**WHAT IS ASKED**
Write the next part of the interview on Ericsson's Technology for Good work, starting after its final sentence.

**EXCERPT**
=======
Ericsson is best known as an equipment vendor for the world's telecom service providers, but it's providing its technology for something else too: good.
Through the Swedish company's Technology for Good program, Ericsson AB (Nasdaq: ERIC) uses its resources and the skills of its staff to tackle social, economic or humanitarian issues in developing markets across the globe. It's not philanthropy so much as it is using mobile broadband to achieve a specific outcome, according to the woman in charge. (See Ericsson Lauds ICT's Potential.)
Elaine Weidman-Grunewald, Ericsson's vice president of sustainability and corporate responsibility, is charged with finding ways that Information and Communication Technology (ICT) can be used to address global challenges like poverty, development, climate change and human rights all across the globe. (See Ericsson Delivers Cloud to African Villages and Myanmar: The Next Big Deal?)
She's also leading the charge on Connect to Learn, Ericsson's program focused specifically on encouraging secondary education and technology usage amongst young girls, who often tend to drop out after elementary school in many emerging markets. She has helped grow the program from where it started in rural Africa to 22 additional countries. The latest programs, countrywide deployments in Tanzania and Myanmar, will graduate 12,000 girls in the next two years.
Weidman-Grunewald caught up with Light Reading to share more on the work Ericsson is doing to promote education and technology usage amongst young women, who she says could be future potential employees for Ericsson. In the short Q&A that follows, she also shares her point of view as a female leader in the comms industry with 14 years of experience at Ericsson and a job that reports directly to CEO Hans Vestberg.
Light Reading: What is the number one challenge for women in comms that is different from the challenges faced by men? What was your biggest hurdle?
Elaine Weidman-Grunewald: I think the one number one challenge in the ICT sector is that it's male-dominated. It is roughly 80/20 across the board, but some companies are better than others. That's a challenge in and of itself. On the one hand, it's the male-to-female ratio from an employee point of view, but then also if you look at board and executive positions, it's more challenging.
=======
[Some records]
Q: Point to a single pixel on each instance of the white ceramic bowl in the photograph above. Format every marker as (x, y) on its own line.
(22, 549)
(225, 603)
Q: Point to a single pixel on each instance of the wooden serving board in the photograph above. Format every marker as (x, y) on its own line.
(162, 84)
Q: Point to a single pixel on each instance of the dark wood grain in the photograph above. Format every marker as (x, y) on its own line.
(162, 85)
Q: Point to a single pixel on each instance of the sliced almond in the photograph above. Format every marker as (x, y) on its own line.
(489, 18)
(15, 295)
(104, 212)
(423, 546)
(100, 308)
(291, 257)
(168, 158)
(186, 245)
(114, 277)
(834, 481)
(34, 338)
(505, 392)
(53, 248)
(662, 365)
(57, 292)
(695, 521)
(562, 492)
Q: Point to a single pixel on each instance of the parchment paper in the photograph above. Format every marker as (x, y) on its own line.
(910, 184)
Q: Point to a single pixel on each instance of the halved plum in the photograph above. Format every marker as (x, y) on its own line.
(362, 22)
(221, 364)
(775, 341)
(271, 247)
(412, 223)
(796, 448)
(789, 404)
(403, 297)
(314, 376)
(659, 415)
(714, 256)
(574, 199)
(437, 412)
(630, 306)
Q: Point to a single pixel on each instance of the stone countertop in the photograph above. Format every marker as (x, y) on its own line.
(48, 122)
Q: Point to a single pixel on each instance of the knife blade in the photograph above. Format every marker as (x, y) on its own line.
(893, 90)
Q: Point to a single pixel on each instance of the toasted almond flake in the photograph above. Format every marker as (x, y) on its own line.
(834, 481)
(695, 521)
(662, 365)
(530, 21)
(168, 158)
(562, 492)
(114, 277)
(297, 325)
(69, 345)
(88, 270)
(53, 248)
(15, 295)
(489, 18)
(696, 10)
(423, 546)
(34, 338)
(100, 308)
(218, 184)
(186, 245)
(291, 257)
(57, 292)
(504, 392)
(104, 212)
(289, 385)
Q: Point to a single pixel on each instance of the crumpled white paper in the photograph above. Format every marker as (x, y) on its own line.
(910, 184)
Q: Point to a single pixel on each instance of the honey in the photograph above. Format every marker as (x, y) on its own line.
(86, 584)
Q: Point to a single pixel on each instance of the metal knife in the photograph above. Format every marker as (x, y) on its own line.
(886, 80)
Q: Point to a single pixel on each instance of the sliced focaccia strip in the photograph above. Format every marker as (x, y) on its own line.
=======
**FINAL ANSWER**
For a lot of women, it's very challenging to have a career and family and sometimes they say "forget it." Companies need to do much more to retain women and make it easier to have a family and take care of them. Sweden is unique with generous parental benefits, however, it is really important how the company works with mothers returning from leave and understanding the long-term benefits of supporting work-life balance. I had a year-and-a-half off with each of my children and was able to re-enter and continue my career path after the maternity break.
The challenge of course is that women who have been off are competing with men who have continued their careers without a break. It's also a personal responsibility for women taking a break in their careers to keep up with what is happening at work and in the industry to make the transition back to the workforce as quickly as possible.
LR: What is the biggest advantage to being a woman in the comms industry?
EWG:The industry is very technically focused and that meant that historically there was a larger male talent pool, and therefore a gender imbalance in the workforce. However, now we are beginning to see gender balance at the university level, so now the challenge is to reflect this in the industry recruitment and talent development.
Ericsson is a very special company. Our current CEO has done amazing things to promote diversity and women in leadership. I feel privileged to be one of Ericsson's global leaders and to help drive this change.
LR: How can we, as an industry, encourage more young girls to enter -- and stay in -- the comms or STEM space?
EWG: You have to start all the way back at the education level to get more girls in engineering and technology. We have to start much earlier and break any stereotypes that still exist. Even at a young age, it's important for girls to have role models they can identify with and aspire to be.
LR: Are there any programs you or your organization is involved with that you'd like to highlight?
EWG: [In addition to Technology for Good], we focus on secondary education because when the Millennium Development Goals were first set, there was a global focus on primary education but no one was looking at secondary and how to retain and keep girls in school. That's the age when students start to more actively use technology. We don't exclude boys, but the focus was on young women and girls of high school age. The real goal was to see how we could use mobile broadband, simplified cloud solutions to improve access to Internet in schools, but also to improve the quality of education. Today we have it in 22 countries, starting in Africa, and now in Chile, Brazil, Mexico, India, Myanmar and starting to look at the US, but we haven't publicly announced anything there.
We see broad interest in the program and we typically partner with the mobile operators in order to get a good data package for the schools, sometimes free or discounted. We're trying to open up access bandwidth and focusing on how to provide a solution that's really maintenance-free, easy to use and so on.
LR: As a leader, what is the number one piece of personal advice you would give to help women achieve their goals in a male-dominated field?
EWG: Just go for it and don't be intimidated by competition. Find an area that you are passionate about and go for it. Don't drop out.
I think another good piece of concrete advice is to find a good female mentor. I think in a male-dominated industry, it's really good to have a female mentor who can help advise and coach you based on her experiences in tackling career and work-life balance issues.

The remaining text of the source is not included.